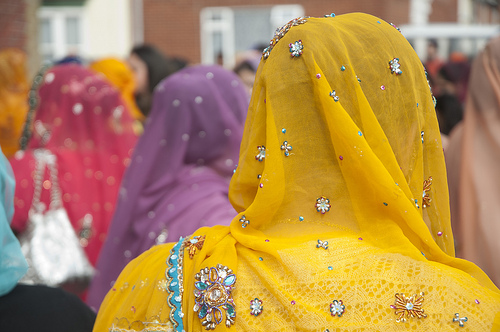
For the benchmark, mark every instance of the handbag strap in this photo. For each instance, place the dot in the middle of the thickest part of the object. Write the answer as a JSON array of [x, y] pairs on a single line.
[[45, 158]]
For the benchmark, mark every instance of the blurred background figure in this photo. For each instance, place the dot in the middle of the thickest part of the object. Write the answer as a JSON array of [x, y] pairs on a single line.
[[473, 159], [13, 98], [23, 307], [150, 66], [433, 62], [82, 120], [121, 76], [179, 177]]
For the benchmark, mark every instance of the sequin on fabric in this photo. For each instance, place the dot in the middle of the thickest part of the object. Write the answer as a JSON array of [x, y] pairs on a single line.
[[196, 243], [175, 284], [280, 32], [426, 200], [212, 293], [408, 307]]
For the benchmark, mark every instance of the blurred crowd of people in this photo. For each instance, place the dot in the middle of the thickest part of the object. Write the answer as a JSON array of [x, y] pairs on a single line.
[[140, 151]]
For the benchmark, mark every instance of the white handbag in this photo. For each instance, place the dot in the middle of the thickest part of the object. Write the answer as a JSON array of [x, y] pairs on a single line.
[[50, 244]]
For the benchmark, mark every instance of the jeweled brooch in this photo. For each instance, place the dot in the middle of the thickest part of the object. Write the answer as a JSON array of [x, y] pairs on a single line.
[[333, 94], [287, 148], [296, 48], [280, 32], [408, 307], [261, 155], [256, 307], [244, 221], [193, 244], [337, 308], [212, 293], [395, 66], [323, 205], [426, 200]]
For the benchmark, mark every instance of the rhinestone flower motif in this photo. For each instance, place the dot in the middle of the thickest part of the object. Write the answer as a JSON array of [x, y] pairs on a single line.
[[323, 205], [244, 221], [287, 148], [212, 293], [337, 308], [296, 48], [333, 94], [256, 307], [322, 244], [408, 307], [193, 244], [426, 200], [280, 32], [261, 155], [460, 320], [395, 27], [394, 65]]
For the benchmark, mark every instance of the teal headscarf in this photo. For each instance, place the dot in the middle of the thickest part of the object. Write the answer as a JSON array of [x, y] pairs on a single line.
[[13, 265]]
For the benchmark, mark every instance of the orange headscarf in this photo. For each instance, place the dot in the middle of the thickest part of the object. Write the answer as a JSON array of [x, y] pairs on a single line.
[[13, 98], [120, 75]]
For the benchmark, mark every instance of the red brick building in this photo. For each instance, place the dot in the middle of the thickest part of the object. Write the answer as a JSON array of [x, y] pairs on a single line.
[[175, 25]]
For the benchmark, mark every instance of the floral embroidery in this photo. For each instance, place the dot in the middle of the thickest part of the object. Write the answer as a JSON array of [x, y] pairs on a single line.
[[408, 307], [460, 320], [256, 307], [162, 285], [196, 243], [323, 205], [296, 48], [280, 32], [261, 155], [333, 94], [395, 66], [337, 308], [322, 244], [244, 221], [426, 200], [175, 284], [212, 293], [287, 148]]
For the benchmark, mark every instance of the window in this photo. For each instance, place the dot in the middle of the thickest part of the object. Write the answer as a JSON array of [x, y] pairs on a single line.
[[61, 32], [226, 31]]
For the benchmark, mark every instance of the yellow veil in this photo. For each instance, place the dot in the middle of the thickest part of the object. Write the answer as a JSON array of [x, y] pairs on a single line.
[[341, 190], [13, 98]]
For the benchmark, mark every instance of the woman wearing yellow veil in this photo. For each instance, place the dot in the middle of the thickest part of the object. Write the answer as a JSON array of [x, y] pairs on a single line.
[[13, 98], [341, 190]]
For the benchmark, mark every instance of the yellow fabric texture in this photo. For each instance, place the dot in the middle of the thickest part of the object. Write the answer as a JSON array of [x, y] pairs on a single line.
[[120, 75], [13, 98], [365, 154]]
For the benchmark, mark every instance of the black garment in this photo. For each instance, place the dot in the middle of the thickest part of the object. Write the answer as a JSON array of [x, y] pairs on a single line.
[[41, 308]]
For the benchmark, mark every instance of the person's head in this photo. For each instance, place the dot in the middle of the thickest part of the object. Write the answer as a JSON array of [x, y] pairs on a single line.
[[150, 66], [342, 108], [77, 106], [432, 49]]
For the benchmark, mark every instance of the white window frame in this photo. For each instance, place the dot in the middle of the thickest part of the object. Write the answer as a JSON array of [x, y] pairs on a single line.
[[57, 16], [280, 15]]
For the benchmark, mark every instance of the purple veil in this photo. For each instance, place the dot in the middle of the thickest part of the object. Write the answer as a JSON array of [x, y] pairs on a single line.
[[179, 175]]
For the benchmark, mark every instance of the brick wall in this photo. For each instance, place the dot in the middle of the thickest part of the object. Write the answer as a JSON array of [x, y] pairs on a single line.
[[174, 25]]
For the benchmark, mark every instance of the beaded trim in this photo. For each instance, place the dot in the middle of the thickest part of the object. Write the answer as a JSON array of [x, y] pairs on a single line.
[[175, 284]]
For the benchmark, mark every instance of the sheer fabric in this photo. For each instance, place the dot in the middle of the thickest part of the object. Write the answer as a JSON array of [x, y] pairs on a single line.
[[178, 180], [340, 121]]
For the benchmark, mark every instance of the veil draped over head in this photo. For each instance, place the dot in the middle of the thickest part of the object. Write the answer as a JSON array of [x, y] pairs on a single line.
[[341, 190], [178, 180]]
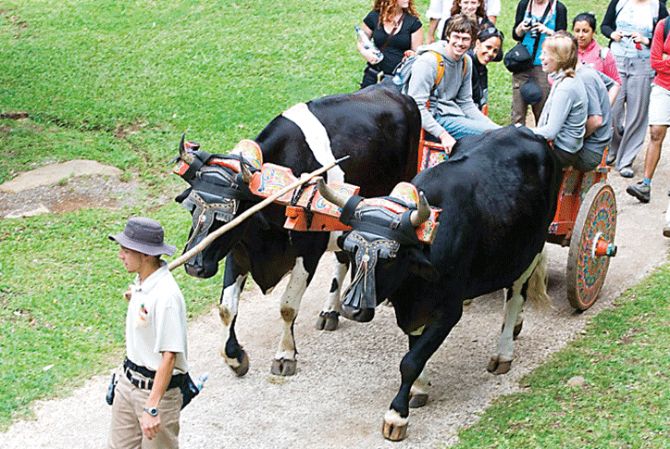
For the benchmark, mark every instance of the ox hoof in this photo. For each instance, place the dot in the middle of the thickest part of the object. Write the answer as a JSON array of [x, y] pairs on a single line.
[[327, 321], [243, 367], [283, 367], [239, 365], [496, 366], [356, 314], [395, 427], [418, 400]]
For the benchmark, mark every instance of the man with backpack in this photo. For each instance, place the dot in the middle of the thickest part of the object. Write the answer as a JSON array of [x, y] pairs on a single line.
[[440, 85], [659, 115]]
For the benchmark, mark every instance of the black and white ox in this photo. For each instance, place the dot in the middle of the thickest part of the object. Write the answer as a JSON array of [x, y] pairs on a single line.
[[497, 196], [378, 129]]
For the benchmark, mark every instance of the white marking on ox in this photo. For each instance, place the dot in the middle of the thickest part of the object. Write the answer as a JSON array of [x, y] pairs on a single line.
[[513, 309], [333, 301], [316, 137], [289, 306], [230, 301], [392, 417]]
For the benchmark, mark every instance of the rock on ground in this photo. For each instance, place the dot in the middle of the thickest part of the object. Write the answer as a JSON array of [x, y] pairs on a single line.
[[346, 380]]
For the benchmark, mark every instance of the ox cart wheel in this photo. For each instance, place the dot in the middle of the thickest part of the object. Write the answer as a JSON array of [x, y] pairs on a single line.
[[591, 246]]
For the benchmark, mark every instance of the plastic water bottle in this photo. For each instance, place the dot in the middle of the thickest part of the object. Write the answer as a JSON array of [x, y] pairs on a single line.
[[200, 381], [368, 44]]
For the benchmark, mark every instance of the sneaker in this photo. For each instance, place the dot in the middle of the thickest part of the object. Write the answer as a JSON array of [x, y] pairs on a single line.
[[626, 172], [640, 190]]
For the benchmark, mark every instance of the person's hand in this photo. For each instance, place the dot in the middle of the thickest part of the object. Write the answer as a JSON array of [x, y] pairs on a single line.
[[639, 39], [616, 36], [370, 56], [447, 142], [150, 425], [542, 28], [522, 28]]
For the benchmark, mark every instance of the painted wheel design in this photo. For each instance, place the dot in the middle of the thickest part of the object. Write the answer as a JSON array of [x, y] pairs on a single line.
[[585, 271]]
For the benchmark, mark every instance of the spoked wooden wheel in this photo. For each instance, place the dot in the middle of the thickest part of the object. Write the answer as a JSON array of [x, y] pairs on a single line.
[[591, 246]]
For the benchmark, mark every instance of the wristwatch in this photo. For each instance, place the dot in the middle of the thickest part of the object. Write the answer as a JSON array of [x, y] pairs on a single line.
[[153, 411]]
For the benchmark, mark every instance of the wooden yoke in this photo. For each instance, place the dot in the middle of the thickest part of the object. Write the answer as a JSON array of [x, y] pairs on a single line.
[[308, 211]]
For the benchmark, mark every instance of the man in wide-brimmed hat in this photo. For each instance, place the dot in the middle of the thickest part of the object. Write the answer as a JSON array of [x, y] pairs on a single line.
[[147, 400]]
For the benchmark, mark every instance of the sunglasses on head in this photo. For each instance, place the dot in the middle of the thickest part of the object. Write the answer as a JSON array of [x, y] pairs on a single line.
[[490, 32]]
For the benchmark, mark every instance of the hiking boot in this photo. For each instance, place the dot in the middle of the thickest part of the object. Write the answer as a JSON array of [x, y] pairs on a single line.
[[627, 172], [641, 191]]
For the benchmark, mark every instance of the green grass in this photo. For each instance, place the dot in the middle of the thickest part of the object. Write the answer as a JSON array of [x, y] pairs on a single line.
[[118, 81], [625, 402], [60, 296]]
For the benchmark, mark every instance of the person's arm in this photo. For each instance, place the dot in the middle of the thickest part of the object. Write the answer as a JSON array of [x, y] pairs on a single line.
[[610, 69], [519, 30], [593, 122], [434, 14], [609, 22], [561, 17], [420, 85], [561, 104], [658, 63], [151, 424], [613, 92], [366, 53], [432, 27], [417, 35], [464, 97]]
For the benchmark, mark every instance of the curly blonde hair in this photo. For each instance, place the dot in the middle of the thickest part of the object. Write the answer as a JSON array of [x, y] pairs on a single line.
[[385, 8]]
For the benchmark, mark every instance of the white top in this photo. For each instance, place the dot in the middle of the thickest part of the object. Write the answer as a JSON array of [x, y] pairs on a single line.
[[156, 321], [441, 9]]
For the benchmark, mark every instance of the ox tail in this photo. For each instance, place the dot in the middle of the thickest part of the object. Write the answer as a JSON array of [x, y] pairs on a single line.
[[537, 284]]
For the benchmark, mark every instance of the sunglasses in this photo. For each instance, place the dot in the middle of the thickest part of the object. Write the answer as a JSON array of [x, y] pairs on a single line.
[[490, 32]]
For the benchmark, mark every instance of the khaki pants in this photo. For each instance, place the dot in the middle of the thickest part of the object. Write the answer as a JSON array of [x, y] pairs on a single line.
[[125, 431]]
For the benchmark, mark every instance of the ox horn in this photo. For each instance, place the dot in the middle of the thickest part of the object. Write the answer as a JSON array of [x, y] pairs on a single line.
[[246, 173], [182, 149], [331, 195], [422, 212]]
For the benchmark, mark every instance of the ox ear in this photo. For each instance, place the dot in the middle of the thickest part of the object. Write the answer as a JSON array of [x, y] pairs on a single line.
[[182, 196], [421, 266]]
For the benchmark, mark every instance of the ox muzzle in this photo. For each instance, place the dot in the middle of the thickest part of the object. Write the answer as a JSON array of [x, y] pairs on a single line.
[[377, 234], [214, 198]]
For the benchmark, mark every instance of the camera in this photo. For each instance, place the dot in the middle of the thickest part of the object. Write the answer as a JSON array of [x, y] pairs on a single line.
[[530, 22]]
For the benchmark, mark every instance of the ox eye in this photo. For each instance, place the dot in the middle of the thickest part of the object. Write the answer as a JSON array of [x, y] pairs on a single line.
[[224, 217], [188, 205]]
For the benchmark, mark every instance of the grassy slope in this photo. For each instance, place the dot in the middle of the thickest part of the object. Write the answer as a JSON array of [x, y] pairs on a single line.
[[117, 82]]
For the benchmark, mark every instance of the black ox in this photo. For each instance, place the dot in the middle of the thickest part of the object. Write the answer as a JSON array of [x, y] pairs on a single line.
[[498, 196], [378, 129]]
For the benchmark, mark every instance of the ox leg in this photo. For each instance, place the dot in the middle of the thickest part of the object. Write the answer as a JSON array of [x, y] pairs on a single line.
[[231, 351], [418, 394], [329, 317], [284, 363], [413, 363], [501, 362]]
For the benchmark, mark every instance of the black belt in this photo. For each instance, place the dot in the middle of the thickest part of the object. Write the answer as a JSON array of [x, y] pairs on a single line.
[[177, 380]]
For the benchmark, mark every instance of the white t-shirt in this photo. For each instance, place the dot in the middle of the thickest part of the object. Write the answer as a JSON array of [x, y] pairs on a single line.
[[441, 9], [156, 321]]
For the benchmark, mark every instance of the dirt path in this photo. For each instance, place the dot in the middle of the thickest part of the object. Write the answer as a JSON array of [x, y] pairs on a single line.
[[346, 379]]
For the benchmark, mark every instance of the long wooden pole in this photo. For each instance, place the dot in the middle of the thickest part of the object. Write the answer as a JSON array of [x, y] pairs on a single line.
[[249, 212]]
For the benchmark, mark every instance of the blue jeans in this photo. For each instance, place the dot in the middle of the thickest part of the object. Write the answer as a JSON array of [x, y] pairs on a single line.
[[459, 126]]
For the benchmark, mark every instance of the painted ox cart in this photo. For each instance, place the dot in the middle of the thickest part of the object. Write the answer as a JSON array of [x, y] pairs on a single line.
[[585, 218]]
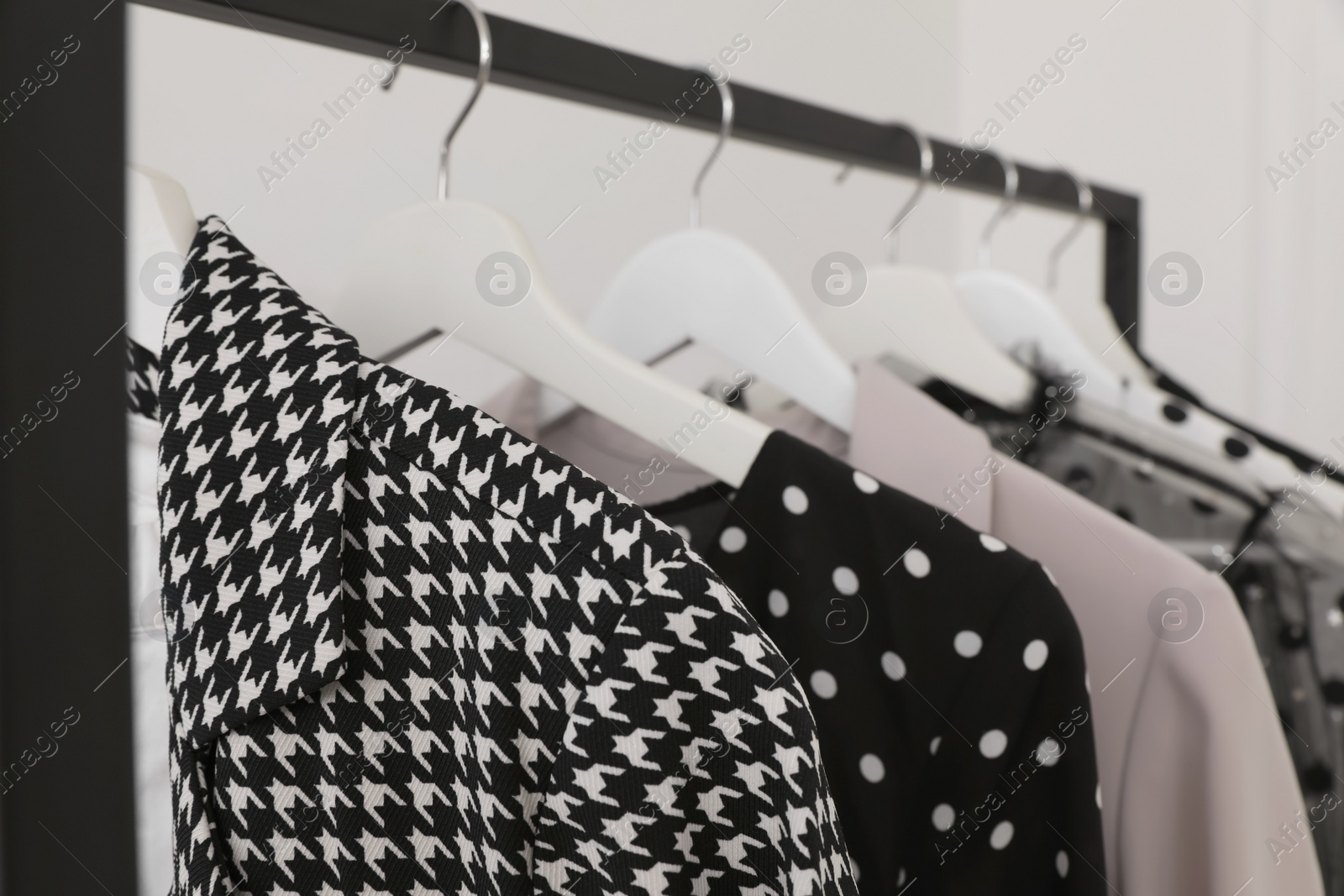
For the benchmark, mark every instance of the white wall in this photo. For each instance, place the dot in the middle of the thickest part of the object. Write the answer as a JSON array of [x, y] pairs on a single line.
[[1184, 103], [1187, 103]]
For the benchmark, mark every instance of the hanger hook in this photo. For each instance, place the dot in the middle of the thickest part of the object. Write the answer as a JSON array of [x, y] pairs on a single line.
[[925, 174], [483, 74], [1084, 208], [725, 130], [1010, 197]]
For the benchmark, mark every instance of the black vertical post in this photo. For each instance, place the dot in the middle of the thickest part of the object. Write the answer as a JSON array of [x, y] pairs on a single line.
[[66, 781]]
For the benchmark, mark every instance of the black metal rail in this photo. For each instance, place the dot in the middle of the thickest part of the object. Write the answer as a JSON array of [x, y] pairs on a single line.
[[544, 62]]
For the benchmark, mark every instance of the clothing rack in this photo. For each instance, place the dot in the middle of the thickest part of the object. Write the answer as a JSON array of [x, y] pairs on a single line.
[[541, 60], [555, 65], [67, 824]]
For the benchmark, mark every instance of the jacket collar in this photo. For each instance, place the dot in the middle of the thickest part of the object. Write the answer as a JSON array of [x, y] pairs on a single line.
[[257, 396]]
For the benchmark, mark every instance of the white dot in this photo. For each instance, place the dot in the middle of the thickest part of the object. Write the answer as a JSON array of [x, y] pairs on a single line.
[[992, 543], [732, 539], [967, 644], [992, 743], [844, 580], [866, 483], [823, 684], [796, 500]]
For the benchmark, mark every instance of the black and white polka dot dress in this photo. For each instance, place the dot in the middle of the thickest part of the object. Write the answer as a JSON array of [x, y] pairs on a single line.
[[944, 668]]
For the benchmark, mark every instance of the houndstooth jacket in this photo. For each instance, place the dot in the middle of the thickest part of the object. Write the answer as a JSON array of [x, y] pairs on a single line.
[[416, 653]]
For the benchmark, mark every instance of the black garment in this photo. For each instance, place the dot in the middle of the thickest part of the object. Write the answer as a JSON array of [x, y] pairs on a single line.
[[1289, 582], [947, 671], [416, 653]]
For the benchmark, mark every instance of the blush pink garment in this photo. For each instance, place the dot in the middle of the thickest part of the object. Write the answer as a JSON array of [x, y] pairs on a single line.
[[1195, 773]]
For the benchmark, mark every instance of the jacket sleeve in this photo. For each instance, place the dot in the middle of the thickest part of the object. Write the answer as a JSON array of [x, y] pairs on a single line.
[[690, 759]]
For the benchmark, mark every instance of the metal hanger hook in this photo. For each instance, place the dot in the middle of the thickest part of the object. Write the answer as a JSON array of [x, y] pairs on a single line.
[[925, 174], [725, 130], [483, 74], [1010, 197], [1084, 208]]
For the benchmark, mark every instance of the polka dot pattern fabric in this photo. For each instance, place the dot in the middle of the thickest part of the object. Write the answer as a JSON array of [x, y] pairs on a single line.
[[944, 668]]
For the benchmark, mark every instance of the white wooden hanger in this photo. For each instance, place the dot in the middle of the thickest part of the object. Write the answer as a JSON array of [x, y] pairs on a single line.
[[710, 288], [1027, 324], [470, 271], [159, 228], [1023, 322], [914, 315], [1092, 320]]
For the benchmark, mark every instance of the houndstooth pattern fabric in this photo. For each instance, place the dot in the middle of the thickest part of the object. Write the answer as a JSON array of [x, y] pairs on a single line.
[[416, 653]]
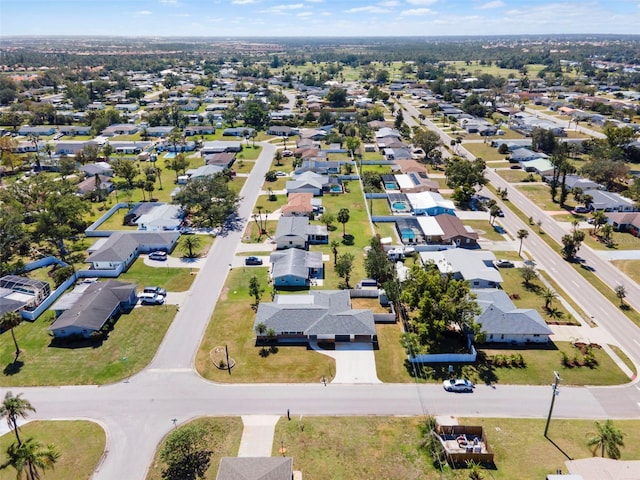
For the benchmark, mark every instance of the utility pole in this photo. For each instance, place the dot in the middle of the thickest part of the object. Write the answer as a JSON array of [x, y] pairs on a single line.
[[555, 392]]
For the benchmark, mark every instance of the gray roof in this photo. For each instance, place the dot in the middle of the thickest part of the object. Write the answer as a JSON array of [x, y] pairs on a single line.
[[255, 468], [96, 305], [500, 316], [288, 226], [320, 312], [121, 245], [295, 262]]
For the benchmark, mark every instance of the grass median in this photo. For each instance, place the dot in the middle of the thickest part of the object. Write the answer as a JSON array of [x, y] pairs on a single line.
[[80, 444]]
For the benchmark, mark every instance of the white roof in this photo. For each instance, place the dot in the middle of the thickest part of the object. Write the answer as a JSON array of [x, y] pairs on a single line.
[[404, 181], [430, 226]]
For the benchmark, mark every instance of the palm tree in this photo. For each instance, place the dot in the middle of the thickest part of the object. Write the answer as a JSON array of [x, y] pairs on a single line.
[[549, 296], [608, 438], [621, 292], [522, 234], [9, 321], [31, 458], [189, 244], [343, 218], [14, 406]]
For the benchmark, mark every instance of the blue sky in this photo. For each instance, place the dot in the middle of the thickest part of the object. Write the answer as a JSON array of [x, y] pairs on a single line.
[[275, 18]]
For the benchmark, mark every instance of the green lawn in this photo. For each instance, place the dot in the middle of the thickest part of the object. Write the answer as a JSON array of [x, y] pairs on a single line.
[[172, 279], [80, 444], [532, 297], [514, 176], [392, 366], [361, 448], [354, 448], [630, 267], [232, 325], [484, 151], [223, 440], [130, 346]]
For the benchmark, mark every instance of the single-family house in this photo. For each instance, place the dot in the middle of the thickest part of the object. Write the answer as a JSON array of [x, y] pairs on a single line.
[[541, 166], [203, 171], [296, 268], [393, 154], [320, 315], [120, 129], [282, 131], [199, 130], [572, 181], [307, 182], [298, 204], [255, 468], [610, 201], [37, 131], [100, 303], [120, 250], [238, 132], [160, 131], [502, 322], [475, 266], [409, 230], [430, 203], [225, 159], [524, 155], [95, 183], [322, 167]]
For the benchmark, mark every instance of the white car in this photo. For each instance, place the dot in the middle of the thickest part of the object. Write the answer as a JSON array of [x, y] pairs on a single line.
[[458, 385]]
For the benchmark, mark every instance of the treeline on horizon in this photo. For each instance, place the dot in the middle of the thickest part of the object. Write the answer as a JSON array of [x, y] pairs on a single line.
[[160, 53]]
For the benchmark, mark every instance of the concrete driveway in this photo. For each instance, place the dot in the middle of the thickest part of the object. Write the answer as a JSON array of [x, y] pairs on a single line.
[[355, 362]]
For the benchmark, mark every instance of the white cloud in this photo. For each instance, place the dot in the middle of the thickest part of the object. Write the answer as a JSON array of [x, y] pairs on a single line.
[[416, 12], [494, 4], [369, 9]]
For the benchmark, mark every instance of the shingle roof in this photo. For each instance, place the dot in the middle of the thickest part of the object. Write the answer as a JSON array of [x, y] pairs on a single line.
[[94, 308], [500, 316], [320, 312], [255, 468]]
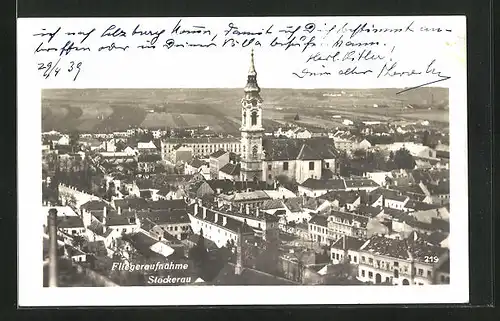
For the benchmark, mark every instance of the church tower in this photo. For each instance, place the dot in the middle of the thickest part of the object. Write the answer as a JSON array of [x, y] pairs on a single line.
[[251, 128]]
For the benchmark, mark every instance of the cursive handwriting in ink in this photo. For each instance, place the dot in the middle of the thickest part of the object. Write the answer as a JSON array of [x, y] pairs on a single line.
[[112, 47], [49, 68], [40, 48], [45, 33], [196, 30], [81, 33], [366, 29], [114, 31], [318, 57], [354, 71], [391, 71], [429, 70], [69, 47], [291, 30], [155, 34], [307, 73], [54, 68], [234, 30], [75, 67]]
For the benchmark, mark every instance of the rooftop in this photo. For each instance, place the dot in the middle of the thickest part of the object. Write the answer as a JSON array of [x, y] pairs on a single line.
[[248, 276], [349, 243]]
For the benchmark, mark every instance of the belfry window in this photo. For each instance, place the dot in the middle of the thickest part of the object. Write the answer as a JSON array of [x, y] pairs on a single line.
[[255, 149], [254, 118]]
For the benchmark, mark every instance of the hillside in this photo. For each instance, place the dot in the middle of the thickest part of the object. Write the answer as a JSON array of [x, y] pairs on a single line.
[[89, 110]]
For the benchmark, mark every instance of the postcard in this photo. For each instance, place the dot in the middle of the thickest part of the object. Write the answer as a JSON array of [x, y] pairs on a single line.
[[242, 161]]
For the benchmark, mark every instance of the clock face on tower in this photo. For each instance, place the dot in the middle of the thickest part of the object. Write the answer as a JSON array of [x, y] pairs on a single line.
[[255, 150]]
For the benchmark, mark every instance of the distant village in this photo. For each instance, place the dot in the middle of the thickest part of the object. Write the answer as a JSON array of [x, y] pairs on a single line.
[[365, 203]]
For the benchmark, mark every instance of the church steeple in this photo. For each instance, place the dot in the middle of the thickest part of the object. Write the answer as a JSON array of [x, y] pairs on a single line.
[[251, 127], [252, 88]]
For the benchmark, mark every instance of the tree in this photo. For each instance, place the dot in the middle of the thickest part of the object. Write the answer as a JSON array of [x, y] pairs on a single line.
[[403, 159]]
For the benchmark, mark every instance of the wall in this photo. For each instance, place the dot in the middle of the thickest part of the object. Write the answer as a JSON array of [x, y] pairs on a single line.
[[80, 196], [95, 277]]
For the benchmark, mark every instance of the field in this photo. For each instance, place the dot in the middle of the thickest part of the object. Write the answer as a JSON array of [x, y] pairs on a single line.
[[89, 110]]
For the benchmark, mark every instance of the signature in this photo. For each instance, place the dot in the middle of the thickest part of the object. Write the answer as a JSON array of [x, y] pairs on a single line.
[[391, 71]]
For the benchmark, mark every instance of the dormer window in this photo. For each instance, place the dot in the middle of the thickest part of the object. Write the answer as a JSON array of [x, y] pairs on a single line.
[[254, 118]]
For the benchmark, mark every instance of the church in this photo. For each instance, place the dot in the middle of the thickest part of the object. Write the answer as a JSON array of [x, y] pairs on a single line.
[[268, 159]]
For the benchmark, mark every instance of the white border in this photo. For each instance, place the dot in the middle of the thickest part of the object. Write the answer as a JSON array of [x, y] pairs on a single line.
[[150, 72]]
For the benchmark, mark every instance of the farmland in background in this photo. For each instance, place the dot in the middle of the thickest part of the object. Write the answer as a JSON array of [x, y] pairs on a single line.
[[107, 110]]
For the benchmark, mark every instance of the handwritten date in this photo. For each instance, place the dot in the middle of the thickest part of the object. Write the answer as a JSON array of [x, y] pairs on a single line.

·····

GOAL: Reproduce verbatim the lines of the listing starting with the line containing "For the benchmark, mark every instance of the wall" and going on through the line containing "[[80, 196], [95, 277]]", including both.

WRITTEN SOLUTION:
For the benchmark, mark every instance of the wall in this photo. For each instance, place the dot in the middle of the thickest part of the object. Write the answer as a JSON array of [x, y] pairs on a single line.
[[80, 196], [95, 277]]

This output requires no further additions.